> **AIM OF THE TASK**: Please write out exactly the lines that begin at the line containing "For this evaluation, locate the player's outstretched" and run to the end of the records.

## Start EXERCISE MATERIALS

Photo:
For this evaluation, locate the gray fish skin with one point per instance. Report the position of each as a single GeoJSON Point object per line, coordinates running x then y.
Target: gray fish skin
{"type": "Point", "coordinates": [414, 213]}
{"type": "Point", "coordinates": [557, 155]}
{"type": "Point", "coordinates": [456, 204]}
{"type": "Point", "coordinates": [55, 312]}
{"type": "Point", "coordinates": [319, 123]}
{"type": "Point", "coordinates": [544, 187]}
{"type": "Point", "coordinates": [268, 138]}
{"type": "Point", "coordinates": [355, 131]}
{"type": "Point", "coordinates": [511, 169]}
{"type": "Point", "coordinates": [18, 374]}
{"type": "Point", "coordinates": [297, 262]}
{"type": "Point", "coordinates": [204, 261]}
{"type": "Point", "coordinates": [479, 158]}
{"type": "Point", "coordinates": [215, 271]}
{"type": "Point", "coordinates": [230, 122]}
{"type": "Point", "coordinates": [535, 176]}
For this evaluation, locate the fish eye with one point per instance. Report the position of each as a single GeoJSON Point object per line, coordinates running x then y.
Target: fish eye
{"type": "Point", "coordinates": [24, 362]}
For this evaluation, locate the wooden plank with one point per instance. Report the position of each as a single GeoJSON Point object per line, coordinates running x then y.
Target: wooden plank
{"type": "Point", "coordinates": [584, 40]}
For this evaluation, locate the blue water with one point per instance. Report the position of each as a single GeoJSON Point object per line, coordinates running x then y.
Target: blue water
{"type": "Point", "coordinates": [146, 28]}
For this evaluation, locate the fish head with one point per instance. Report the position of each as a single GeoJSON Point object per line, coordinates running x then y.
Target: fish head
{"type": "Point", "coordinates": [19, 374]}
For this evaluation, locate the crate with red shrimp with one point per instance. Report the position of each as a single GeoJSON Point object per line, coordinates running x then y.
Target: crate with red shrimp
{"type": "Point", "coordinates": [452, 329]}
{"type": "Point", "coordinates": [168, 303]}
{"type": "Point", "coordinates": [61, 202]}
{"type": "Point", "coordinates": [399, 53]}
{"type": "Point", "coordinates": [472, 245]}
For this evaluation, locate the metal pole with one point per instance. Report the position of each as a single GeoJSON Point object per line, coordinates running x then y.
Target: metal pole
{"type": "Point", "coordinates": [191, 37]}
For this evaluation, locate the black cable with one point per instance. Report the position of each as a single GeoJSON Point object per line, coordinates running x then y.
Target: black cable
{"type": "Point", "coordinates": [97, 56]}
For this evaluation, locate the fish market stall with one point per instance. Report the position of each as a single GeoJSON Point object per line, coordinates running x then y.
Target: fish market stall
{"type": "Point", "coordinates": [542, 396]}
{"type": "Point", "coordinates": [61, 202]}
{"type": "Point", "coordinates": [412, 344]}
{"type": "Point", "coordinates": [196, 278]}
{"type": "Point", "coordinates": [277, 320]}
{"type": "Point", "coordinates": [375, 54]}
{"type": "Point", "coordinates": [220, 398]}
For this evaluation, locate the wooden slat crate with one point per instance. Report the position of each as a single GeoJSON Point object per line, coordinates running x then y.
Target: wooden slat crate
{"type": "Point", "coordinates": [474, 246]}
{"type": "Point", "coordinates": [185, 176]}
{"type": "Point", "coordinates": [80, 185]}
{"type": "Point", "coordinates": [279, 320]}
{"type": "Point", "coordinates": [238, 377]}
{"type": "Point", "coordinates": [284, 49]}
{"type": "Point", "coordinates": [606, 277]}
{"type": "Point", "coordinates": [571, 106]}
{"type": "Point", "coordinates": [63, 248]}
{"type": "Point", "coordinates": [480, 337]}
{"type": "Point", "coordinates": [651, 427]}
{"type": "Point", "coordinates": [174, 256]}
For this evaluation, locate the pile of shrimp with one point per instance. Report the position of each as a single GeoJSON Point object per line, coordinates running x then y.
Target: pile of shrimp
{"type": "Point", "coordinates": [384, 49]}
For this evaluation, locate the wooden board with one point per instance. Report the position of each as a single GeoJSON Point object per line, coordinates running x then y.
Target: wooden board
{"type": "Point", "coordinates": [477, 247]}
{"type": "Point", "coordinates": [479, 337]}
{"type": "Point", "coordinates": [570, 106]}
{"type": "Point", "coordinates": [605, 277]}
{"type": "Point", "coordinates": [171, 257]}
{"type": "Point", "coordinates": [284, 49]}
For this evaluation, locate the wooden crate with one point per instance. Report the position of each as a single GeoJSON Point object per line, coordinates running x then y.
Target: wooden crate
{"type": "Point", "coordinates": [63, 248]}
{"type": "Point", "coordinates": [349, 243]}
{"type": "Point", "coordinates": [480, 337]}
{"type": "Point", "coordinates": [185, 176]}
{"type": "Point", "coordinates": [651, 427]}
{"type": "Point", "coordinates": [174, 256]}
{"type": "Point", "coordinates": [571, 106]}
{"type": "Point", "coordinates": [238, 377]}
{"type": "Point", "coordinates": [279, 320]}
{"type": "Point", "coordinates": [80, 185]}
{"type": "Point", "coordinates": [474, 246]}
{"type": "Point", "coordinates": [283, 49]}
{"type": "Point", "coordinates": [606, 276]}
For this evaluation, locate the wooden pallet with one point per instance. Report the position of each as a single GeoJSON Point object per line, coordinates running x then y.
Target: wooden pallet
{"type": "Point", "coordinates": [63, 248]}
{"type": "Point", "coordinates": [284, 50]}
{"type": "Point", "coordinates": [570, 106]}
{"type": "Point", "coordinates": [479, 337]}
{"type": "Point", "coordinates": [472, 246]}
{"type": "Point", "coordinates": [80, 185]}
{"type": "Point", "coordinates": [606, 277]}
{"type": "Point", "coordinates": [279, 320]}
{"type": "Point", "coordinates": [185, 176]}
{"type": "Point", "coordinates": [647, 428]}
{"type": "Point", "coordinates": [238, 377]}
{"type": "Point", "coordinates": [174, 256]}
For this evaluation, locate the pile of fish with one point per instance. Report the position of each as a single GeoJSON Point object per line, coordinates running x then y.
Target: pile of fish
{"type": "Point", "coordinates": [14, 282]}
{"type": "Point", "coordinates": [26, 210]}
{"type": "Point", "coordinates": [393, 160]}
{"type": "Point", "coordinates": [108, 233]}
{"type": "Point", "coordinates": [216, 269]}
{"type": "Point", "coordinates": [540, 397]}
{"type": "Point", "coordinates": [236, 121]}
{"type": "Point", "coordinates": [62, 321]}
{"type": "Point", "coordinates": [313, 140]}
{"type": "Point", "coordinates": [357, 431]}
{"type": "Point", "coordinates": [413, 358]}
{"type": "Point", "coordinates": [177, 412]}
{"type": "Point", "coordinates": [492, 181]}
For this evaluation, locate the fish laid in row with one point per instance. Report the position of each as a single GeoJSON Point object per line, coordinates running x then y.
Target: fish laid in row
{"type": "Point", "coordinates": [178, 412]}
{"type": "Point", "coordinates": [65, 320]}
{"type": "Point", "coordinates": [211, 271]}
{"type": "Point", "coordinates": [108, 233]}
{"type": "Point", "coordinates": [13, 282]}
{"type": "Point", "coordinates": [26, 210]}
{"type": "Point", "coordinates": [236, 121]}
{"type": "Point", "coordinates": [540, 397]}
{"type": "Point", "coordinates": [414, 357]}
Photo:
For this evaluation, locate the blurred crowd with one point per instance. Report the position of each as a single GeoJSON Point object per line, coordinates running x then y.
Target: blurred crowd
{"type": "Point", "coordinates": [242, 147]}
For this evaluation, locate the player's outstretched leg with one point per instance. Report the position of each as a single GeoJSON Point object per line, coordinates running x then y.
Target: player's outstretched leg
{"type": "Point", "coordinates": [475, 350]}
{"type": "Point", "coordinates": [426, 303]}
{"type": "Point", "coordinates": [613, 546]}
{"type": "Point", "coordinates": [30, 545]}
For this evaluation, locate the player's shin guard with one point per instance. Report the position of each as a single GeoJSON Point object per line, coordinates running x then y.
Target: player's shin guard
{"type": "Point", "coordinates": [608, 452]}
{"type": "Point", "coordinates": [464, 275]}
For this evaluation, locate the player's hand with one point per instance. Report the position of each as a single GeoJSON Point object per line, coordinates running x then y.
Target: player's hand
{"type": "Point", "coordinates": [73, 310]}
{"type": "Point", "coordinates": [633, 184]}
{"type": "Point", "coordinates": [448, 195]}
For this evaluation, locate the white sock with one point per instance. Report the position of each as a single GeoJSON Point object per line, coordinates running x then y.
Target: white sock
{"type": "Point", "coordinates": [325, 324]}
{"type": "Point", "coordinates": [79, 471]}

## End EXERCISE MATERIALS

> **FULL SOLUTION**:
For this evaluation, locate the player's outstretched leg with one point per instance. Report the position of each as a single GeoJSON Point object per line, coordinates running x then y.
Target: player's outstretched leg
{"type": "Point", "coordinates": [475, 350]}
{"type": "Point", "coordinates": [426, 303]}
{"type": "Point", "coordinates": [613, 546]}
{"type": "Point", "coordinates": [30, 545]}
For this evaluation, locate the player's shin guard with one point per instance. Report the position of each as a single GeoJSON Point object per line, coordinates running x then y.
Target: player's shin guard
{"type": "Point", "coordinates": [608, 452]}
{"type": "Point", "coordinates": [464, 275]}
For this evaluation, locate the player's hand with one point per instance. Report the position of each as a single GeoJSON Point object per line, coordinates running x then y.
Target: player's hand
{"type": "Point", "coordinates": [73, 310]}
{"type": "Point", "coordinates": [633, 184]}
{"type": "Point", "coordinates": [448, 195]}
For this evaluation, locate the white sock with one point per instance. Report the position of each as a single GeoJSON Point object per line, coordinates running x then y.
Target: white sock
{"type": "Point", "coordinates": [325, 324]}
{"type": "Point", "coordinates": [79, 471]}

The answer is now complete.